__Job 1__. Pull out every line of the entries that contains the string "grass", matching case exactly.

__Article__.
>>>>>
Resham and Tilla Thread Artistry: Silk and Metal in Zardozi | Daroodi
Definitions Resham Tilla Design Roles Garments Authenticity FAQs

Luxury Heritage Fashion | Bahawalpur, Pakistan

Resham & Tilla
Thread Artistry

If dabka coil work gives zardozi its three-dimensional architecture, then resham and tilla are the paint and the gilding that bring the architecture to life.

Explore the Artistry

Key Takeaways

  • Resham is silk thread embroidery providing colour fills and definition, using satin, stem, and split stitches.
  • Tilla is flat metallic wire cut into strips and couched onto fabric for smooth, directional shimmer.
  • Used together, silk provides colour depth while metal provides light reflection—neither achieves this alone.
  • Authentic resham has natural lustre; authentic tilla is hand-couched, unlike machine-applied metallic thread.
  • Bahawalpur artisans are renowned for extraordinary colour sensitivity and cutting precision.
<<<<<
[Object location annotation data]
>>>>>
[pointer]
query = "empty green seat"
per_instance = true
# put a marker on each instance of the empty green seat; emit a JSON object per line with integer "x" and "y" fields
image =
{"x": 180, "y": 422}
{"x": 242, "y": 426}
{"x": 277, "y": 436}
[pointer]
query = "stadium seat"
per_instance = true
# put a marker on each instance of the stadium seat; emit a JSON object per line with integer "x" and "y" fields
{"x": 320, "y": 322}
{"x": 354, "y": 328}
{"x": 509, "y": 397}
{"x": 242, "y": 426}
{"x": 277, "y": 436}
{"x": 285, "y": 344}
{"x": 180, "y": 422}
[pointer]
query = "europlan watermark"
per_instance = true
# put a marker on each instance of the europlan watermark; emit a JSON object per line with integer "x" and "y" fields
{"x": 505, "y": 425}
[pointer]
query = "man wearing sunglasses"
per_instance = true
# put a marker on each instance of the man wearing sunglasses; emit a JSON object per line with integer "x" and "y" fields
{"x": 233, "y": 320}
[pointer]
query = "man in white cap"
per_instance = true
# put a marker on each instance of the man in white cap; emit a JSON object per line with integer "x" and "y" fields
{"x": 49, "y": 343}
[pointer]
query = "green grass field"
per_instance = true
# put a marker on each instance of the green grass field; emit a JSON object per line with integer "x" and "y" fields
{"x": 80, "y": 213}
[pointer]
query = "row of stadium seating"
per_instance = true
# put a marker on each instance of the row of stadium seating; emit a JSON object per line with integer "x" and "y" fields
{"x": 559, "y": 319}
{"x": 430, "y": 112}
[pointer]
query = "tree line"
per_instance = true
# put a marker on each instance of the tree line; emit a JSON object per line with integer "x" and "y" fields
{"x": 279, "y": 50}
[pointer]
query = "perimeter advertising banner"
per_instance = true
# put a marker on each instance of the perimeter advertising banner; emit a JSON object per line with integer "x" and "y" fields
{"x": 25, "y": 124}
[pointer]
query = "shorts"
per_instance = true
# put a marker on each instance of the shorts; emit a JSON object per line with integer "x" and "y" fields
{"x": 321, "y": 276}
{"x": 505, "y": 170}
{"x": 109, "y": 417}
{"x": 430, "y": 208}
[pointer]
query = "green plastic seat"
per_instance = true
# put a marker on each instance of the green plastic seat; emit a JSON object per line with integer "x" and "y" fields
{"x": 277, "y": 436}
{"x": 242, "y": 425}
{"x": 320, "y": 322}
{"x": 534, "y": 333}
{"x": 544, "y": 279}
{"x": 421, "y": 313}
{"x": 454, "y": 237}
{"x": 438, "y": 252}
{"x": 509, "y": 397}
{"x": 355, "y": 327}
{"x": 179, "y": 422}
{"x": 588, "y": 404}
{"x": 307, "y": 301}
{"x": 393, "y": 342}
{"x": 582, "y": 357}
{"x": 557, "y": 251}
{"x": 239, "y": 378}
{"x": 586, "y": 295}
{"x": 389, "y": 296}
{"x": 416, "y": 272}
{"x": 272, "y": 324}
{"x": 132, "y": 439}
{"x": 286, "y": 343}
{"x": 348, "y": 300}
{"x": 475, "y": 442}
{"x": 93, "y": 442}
<<<<<
__Job 2__. In the article on resham and tilla, what is tilla?

__Final result 1__.
query = "green grass field"
# put a marker on each instance of the green grass field; emit a JSON object per line with integer "x" and "y" fields

__Final result 2__. Flat metallic wire cut into strips and couched onto fabric for smooth, directional shimmer.